● WHAT YOU HAVE TO DO
Convert the lines below, from the line containing "Where can the ear" through the line containing "[[864, 786], [481, 669]]", inclusive, into a JSON list of strings with one string per line and no blank lines.

--- START OF INFORMATION SUPPLIED ---

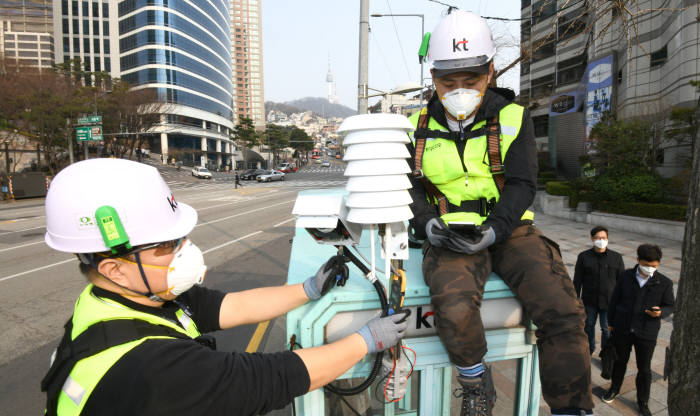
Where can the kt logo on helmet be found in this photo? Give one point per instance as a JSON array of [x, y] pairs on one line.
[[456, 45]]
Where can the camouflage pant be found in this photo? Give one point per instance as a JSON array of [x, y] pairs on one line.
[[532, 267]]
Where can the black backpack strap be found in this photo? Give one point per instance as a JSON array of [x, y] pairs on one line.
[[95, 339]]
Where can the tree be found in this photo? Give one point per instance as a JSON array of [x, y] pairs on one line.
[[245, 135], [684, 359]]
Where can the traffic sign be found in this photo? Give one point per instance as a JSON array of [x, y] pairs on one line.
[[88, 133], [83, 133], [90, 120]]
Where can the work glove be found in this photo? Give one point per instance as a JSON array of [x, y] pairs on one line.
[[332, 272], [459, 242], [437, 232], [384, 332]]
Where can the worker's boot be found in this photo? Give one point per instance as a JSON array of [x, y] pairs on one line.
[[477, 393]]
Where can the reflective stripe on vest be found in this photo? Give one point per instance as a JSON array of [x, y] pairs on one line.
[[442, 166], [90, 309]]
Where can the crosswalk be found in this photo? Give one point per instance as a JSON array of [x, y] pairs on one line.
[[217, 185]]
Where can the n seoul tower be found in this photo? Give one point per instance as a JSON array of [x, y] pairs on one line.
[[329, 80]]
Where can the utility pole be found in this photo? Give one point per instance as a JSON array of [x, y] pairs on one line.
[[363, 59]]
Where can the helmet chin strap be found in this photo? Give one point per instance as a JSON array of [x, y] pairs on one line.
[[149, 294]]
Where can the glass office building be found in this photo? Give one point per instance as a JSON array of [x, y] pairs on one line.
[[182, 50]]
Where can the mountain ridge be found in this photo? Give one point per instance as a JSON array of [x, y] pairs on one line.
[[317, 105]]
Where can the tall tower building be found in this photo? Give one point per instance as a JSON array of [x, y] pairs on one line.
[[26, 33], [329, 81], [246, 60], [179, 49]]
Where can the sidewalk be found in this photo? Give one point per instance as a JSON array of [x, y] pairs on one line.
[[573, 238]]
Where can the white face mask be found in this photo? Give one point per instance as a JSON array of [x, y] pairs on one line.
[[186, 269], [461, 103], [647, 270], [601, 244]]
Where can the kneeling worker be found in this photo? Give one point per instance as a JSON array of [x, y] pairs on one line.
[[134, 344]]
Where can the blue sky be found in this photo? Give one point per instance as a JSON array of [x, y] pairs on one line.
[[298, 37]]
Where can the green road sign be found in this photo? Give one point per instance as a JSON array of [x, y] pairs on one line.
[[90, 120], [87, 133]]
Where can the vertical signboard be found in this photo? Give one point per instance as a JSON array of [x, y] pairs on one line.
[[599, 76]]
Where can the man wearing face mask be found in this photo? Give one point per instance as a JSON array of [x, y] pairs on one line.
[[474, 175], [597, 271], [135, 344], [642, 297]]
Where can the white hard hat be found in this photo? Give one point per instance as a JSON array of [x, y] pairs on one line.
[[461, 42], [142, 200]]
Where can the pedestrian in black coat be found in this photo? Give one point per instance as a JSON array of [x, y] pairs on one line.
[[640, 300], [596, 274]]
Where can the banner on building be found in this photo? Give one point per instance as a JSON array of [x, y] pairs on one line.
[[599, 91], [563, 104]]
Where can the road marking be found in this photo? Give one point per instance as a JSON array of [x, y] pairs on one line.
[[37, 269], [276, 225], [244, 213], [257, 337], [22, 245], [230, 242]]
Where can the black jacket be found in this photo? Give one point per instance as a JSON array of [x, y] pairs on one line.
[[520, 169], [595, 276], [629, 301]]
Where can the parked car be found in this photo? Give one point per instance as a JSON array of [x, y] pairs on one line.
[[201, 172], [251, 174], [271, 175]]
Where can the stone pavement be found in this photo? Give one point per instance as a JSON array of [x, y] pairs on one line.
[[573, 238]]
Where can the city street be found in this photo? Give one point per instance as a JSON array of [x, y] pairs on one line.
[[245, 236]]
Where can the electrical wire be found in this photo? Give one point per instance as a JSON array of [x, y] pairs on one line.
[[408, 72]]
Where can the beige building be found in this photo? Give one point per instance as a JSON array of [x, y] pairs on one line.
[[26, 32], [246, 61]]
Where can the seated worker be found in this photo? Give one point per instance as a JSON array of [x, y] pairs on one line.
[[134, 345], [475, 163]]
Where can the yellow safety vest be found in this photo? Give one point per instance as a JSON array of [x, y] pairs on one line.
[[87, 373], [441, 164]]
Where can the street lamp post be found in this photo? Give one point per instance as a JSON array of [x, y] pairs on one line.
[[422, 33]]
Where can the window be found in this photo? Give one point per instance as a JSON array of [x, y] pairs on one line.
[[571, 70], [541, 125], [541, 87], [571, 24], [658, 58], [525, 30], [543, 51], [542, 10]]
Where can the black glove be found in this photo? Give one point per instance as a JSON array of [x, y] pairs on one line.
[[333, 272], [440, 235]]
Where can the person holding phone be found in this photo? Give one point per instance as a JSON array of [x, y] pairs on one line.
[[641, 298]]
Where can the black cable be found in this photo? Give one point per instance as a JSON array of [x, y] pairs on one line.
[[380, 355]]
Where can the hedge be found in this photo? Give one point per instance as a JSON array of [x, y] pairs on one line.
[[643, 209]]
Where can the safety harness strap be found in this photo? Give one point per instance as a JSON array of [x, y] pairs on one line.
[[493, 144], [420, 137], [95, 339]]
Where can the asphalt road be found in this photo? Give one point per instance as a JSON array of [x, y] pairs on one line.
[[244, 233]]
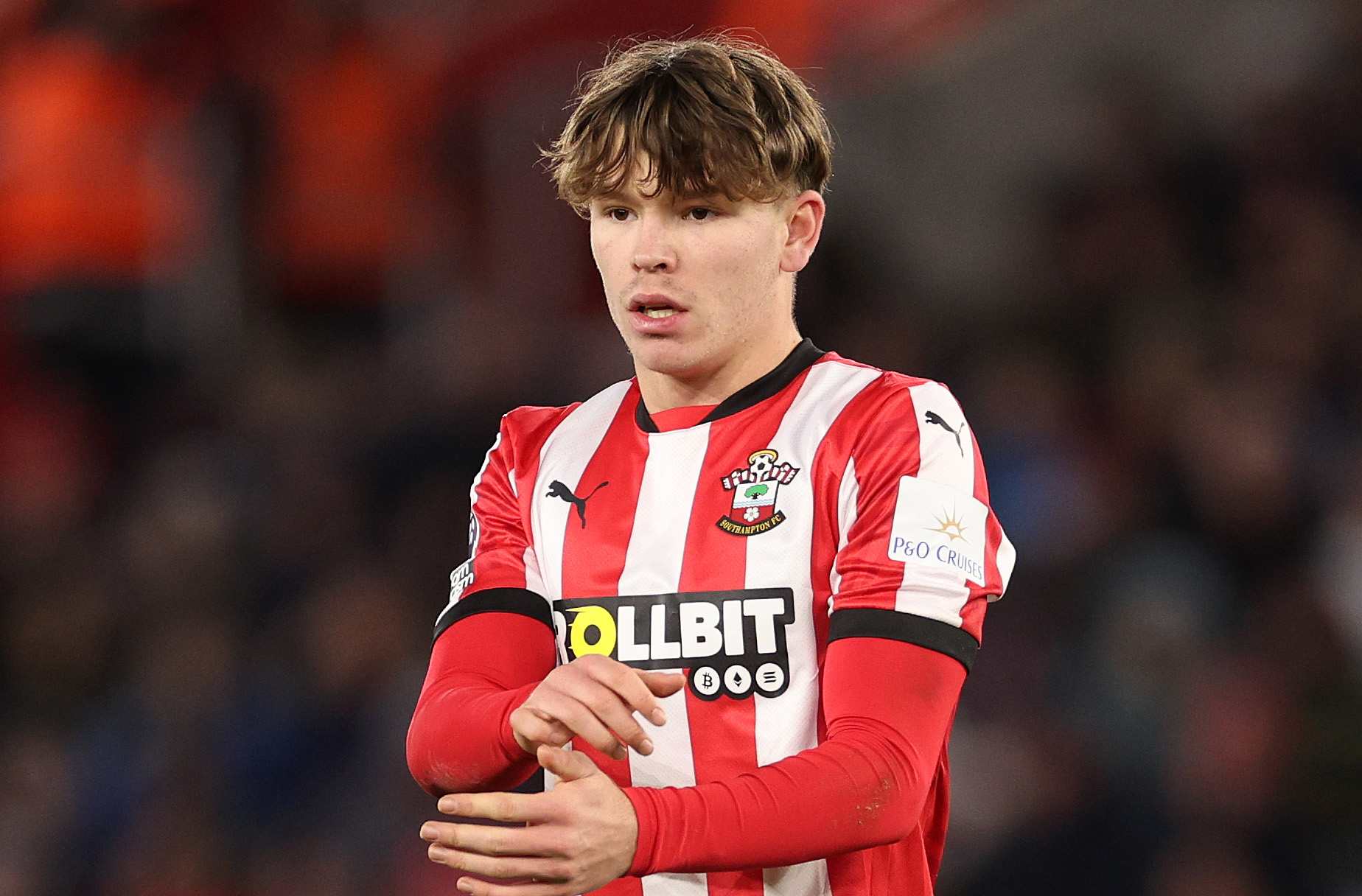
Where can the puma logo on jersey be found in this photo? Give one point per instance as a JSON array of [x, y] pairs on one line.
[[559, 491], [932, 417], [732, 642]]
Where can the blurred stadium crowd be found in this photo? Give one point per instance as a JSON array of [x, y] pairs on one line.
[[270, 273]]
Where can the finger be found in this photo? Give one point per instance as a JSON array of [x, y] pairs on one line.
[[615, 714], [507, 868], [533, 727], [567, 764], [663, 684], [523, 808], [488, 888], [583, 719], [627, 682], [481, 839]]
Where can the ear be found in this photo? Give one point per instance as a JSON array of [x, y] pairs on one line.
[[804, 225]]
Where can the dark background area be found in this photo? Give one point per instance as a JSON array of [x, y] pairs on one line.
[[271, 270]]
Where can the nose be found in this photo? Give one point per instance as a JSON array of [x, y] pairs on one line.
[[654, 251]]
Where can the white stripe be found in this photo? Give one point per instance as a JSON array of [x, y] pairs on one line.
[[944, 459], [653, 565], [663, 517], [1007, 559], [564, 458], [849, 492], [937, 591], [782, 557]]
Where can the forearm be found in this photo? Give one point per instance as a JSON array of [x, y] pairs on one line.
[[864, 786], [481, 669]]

--- END OF INFORMATION SUPPLIED ---
--- START OF INFORMATION SUPPLIED ---

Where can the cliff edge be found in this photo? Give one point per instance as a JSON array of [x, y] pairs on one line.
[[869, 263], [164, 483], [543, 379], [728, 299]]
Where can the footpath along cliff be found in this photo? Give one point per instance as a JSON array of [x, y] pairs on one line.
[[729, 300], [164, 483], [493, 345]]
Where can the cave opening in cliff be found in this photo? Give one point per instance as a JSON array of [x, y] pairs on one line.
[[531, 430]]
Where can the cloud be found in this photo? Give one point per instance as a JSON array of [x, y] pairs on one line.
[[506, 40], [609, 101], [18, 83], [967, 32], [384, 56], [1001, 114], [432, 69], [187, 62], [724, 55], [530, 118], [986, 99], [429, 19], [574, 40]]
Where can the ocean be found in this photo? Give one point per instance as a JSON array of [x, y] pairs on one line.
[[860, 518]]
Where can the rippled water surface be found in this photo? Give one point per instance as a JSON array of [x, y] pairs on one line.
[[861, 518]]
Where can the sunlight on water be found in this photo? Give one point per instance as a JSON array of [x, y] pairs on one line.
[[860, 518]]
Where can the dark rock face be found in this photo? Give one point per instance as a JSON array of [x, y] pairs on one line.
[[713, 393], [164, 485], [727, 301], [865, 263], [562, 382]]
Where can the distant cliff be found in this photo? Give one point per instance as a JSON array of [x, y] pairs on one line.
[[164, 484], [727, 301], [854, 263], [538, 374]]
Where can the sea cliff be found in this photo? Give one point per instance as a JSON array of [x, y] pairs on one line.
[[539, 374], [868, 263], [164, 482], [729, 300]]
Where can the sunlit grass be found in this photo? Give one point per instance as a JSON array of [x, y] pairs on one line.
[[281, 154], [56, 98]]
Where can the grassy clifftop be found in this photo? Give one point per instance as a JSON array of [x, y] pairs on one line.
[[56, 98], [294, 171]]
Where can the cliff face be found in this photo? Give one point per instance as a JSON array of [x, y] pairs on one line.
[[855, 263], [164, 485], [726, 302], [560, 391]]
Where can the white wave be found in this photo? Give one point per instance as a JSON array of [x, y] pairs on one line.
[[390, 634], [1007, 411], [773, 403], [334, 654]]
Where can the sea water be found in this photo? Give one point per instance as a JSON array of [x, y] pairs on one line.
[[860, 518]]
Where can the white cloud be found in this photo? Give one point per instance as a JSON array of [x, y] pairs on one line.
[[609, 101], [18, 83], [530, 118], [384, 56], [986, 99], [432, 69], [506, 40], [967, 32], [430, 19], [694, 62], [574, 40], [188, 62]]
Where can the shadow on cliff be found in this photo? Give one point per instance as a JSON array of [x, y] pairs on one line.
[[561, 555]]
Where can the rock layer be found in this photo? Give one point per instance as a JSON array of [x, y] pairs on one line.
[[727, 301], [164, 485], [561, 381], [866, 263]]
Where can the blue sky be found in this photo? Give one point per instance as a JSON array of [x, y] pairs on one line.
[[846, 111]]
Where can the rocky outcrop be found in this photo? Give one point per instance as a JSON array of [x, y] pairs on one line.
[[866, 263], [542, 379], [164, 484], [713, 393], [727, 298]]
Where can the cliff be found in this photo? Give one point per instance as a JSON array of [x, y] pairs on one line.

--- END OF INFORMATION SUPPLIED ---

● ANSWER TO THE PROBLEM
[
  "Where can the ear be found in this photo? Give one point per instance as a JSON array of [x, y] pairs on one line.",
  "[[804, 225]]",
  "Where can the dark background area be found in this photo? Give one point per instance as a JSON array of [x, y] pairs on one line.",
  "[[271, 270]]",
  "Where can the nose be found in this photo? Give one point per instance as a JSON array of [x, y] pairs on one line.",
  "[[654, 251]]",
  "Where can the white stripe be found in this photo? Give one point per instance as a JSON array of [x, y] pairs on one line.",
  "[[944, 459], [653, 565], [663, 517], [1007, 559], [564, 458], [849, 492], [937, 591], [782, 557]]",
  "Where can the forearm be found in this photo? Give one point per instance as a JSON array of [x, y] pairs on one line.",
  "[[864, 786], [481, 669]]"
]